» Directions for this task
Please repeat all of the listing exactly.

» Input
--------------------------------------------------

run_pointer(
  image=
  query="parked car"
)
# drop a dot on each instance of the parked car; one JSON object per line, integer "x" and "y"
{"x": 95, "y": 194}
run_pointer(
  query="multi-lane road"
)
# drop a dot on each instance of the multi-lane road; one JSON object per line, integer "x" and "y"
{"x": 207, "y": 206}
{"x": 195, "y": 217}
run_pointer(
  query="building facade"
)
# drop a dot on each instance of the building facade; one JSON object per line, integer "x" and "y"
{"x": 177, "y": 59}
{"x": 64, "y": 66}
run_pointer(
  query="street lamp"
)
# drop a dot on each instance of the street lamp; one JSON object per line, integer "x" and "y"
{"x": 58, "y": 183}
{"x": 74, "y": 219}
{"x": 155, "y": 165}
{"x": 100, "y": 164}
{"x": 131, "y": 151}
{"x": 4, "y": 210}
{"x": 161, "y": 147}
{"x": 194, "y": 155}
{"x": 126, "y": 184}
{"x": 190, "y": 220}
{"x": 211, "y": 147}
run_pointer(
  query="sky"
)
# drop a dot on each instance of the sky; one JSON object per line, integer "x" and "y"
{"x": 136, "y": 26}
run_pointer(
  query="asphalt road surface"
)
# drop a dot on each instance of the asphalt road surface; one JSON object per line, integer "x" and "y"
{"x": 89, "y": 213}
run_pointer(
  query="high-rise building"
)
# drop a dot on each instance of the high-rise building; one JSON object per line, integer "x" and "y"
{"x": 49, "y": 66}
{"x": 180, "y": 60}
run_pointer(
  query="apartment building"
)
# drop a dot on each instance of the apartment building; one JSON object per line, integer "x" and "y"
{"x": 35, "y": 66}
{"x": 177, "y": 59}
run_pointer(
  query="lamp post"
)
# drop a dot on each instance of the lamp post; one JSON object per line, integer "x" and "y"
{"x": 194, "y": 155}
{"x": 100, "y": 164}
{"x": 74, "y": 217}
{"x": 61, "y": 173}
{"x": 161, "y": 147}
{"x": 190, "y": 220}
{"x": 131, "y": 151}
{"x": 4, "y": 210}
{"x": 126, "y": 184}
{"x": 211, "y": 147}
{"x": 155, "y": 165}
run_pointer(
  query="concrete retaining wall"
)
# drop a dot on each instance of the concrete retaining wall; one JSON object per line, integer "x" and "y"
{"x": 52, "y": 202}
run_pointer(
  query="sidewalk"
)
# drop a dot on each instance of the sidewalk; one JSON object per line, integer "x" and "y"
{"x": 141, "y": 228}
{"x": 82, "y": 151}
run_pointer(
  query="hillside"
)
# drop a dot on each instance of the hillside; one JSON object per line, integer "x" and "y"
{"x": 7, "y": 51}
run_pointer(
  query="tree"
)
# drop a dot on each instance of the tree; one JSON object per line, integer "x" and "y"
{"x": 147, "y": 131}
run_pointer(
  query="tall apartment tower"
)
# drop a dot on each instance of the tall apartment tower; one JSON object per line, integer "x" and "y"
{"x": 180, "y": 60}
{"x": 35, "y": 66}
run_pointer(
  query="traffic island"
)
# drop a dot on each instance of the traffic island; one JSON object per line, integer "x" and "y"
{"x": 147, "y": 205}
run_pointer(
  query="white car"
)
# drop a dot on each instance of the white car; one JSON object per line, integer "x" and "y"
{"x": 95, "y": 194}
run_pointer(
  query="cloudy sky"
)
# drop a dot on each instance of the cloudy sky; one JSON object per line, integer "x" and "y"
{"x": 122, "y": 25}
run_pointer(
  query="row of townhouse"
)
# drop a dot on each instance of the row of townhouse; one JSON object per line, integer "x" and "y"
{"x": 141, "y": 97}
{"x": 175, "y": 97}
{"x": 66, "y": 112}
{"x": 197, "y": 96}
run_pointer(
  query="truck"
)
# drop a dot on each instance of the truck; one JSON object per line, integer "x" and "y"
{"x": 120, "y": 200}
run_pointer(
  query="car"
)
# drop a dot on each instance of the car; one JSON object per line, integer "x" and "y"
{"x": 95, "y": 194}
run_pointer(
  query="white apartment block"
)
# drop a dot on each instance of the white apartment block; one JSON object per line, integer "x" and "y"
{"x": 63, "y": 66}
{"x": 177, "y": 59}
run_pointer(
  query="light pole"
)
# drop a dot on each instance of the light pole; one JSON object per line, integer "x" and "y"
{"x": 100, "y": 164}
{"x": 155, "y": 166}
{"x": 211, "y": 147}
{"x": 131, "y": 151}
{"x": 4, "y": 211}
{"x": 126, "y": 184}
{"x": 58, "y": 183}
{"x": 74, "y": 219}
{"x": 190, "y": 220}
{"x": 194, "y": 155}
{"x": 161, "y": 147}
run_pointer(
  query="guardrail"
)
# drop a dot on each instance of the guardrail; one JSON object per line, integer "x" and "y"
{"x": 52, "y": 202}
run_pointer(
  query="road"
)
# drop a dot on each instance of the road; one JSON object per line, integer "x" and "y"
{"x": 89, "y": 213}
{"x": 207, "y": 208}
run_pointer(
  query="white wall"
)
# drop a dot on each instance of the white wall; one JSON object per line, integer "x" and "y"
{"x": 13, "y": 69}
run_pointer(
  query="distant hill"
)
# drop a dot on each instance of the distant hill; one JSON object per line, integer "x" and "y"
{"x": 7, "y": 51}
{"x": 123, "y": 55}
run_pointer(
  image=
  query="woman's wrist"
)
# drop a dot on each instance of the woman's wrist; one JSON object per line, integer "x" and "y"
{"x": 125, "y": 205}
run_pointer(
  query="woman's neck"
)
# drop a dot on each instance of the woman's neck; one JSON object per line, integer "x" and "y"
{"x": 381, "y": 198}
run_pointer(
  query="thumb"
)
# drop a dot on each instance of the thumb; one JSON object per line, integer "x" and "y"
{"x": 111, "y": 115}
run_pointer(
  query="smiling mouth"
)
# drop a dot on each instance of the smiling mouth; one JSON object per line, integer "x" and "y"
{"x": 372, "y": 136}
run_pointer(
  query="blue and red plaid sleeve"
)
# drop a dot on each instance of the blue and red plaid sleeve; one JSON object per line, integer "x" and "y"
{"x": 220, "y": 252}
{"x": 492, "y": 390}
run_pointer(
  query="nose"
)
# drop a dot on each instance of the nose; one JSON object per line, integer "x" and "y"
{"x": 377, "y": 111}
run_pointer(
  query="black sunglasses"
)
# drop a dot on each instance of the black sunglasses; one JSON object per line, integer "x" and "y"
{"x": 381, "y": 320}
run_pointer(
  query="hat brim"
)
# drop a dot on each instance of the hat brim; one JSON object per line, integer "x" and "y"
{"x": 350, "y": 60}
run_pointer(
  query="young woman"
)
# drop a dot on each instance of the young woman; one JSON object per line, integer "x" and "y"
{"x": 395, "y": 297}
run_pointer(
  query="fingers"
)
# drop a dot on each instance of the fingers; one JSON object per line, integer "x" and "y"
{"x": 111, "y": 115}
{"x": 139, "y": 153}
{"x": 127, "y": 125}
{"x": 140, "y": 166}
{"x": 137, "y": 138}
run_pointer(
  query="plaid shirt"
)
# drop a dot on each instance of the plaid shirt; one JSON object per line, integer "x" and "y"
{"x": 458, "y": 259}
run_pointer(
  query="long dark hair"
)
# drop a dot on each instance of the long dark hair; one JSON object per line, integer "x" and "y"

--------------------------------------------------

» Output for this task
run_pointer(
  image=
  query="parked car"
)
# drop a dot on each instance of the parked car; one JSON object per line, integer "x" and "y"
{"x": 95, "y": 194}
run_pointer(
  query="multi-lane road"
)
# drop a dot on each instance of the multi-lane road; one JSON object per line, integer "x" and "y"
{"x": 207, "y": 206}
{"x": 195, "y": 217}
run_pointer(
  query="building facade"
)
# drop a dot on each instance of the building facade; one JSON object per line, integer "x" and "y"
{"x": 177, "y": 59}
{"x": 64, "y": 66}
run_pointer(
  query="street lamp"
)
# drop a dot on each instance of the street lamp; one JSON object per line, integer "x" and "y"
{"x": 58, "y": 183}
{"x": 74, "y": 219}
{"x": 155, "y": 165}
{"x": 100, "y": 164}
{"x": 131, "y": 151}
{"x": 4, "y": 210}
{"x": 161, "y": 147}
{"x": 194, "y": 155}
{"x": 126, "y": 184}
{"x": 190, "y": 220}
{"x": 211, "y": 147}
run_pointer(
  query="sky"
)
# drop a dot on each instance of the sky; one JSON object per line, integer "x" and "y"
{"x": 136, "y": 26}
run_pointer(
  query="asphalt road surface"
)
# drop a dot on each instance of the asphalt road surface; one JSON object per line, integer "x" and "y"
{"x": 89, "y": 213}
run_pointer(
  query="high-rise building"
)
# drop a dot on each instance of the high-rise building; one JSON object per line, integer "x" and "y"
{"x": 49, "y": 66}
{"x": 180, "y": 60}
run_pointer(
  query="apartment building"
)
# drop a dot on each instance of the apartment building; one JSON object per line, integer "x" and "y"
{"x": 35, "y": 66}
{"x": 177, "y": 59}
run_pointer(
  query="lamp post"
)
# drop a dot on each instance of the lamp post; one JSON object per line, integer "x" and "y"
{"x": 194, "y": 155}
{"x": 100, "y": 164}
{"x": 74, "y": 217}
{"x": 61, "y": 173}
{"x": 161, "y": 147}
{"x": 190, "y": 220}
{"x": 131, "y": 151}
{"x": 4, "y": 210}
{"x": 126, "y": 184}
{"x": 211, "y": 147}
{"x": 155, "y": 165}
run_pointer(
  query="concrete retaining wall"
)
# drop a dot on each instance of the concrete retaining wall; one JSON object per line, integer "x" and "y"
{"x": 52, "y": 202}
run_pointer(
  query="sidewalk"
)
# drop a dot on each instance of the sidewalk; one JSON object per line, integer "x" and "y"
{"x": 141, "y": 228}
{"x": 82, "y": 151}
run_pointer(
  query="hillside"
)
# drop a dot on each instance of the hillside; one JSON object per line, integer "x" and "y"
{"x": 7, "y": 51}
run_pointer(
  query="tree"
)
# drop a dot on each instance of the tree; one JSON object per line, integer "x" and "y"
{"x": 147, "y": 131}
run_pointer(
  query="tall apartment tower"
)
# drop a dot on each instance of the tall apartment tower; one JSON object per line, integer "x" and "y"
{"x": 180, "y": 60}
{"x": 35, "y": 66}
run_pointer(
  query="traffic island"
)
# drop a dot on each instance of the traffic island; one JSON object per line, integer "x" and "y"
{"x": 147, "y": 205}
run_pointer(
  query="white car"
)
# drop a dot on each instance of the white car; one JSON object per line, integer "x" and "y"
{"x": 95, "y": 194}
run_pointer(
  query="cloudy sky"
)
# drop a dot on each instance of the cloudy sky; one JSON object per line, integer "x" and "y"
{"x": 122, "y": 25}
run_pointer(
  query="row of townhouse"
)
# drop a dot on each instance of the row of townhouse; one JSON object per line, integer "x" and "y"
{"x": 141, "y": 97}
{"x": 175, "y": 97}
{"x": 66, "y": 112}
{"x": 197, "y": 96}
run_pointer(
  query="truck"
)
# drop a dot on each instance of the truck; one JSON object per line, integer "x" and "y"
{"x": 120, "y": 200}
run_pointer(
  query="car"
)
# drop a dot on each instance of the car; one JSON object per line, integer "x" and "y"
{"x": 95, "y": 194}
run_pointer(
  query="white apartment block"
)
# drop a dot on each instance of the white apartment block; one JSON object per line, integer "x" and "y"
{"x": 63, "y": 66}
{"x": 177, "y": 59}
run_pointer(
  query="light pole"
)
# drop a dot on each instance of the light pole; one JSON object per line, integer "x" and "y"
{"x": 100, "y": 164}
{"x": 155, "y": 166}
{"x": 211, "y": 147}
{"x": 131, "y": 151}
{"x": 4, "y": 211}
{"x": 126, "y": 184}
{"x": 58, "y": 183}
{"x": 74, "y": 219}
{"x": 190, "y": 220}
{"x": 194, "y": 155}
{"x": 161, "y": 147}
run_pointer(
  query="guardrail"
)
# drop a dot on each instance of the guardrail; one JSON object per line, integer "x" and "y"
{"x": 52, "y": 202}
run_pointer(
  query="road"
)
# drop a dot on each instance of the road; one JSON object per line, integer "x" and "y"
{"x": 89, "y": 213}
{"x": 207, "y": 208}
run_pointer(
  query="white wall"
)
# drop a dot on each instance of the white wall; one JSON object per line, integer "x" and "y"
{"x": 13, "y": 69}
run_pointer(
  query="distant hill"
)
# drop a dot on each instance of the distant hill; one JSON object per line, integer "x" and "y"
{"x": 7, "y": 51}
{"x": 123, "y": 55}
run_pointer(
  image=
  query="woman's wrist"
)
# drop a dot on each instance of the woman's wrist; one JSON object per line, integer "x" and "y"
{"x": 125, "y": 205}
run_pointer(
  query="woman's neck"
)
# drop a dot on each instance of the woman's neck; one JSON object per line, integer "x" and "y"
{"x": 381, "y": 198}
run_pointer(
  query="thumb"
)
# drop a dot on each instance of the thumb; one JSON object per line, integer "x" and "y"
{"x": 111, "y": 115}
run_pointer(
  query="smiling mouth"
)
# drop a dot on each instance of the smiling mouth; one JSON object per line, integer "x" and "y"
{"x": 372, "y": 136}
run_pointer(
  query="blue and red plaid sleeve"
)
# drop a dot on each instance of the blue and red plaid sleeve; one JSON object per line, integer "x" and "y"
{"x": 220, "y": 252}
{"x": 492, "y": 390}
run_pointer(
  query="nose"
)
# drop a dot on each instance of the nose; one JSON object per line, integer "x" and "y"
{"x": 377, "y": 111}
run_pointer(
  query="black sunglasses"
)
# drop a dot on each instance of the black sunglasses; one JSON object per line, integer "x" and "y"
{"x": 381, "y": 320}
run_pointer(
  query="hat brim"
)
# drop a dot on each instance of the hat brim; one JSON object per line, integer "x" and "y"
{"x": 350, "y": 60}
run_pointer(
  query="young woman"
)
# drop a dot on each instance of the young woman; one JSON object per line, integer "x" and "y"
{"x": 395, "y": 297}
run_pointer(
  query="fingers"
)
# drop a dot on each instance of the fingers; one JSON object per line, integer "x" and "y"
{"x": 111, "y": 115}
{"x": 139, "y": 153}
{"x": 127, "y": 125}
{"x": 140, "y": 166}
{"x": 137, "y": 138}
run_pointer(
  query="plaid shirt"
)
# drop a dot on each instance of the plaid shirt; one JSON object per line, integer "x" and "y"
{"x": 458, "y": 259}
run_pointer(
  query="long dark hair"
)
# drop a dot on each instance of the long dark hair; one JSON object per line, integer "x" and "y"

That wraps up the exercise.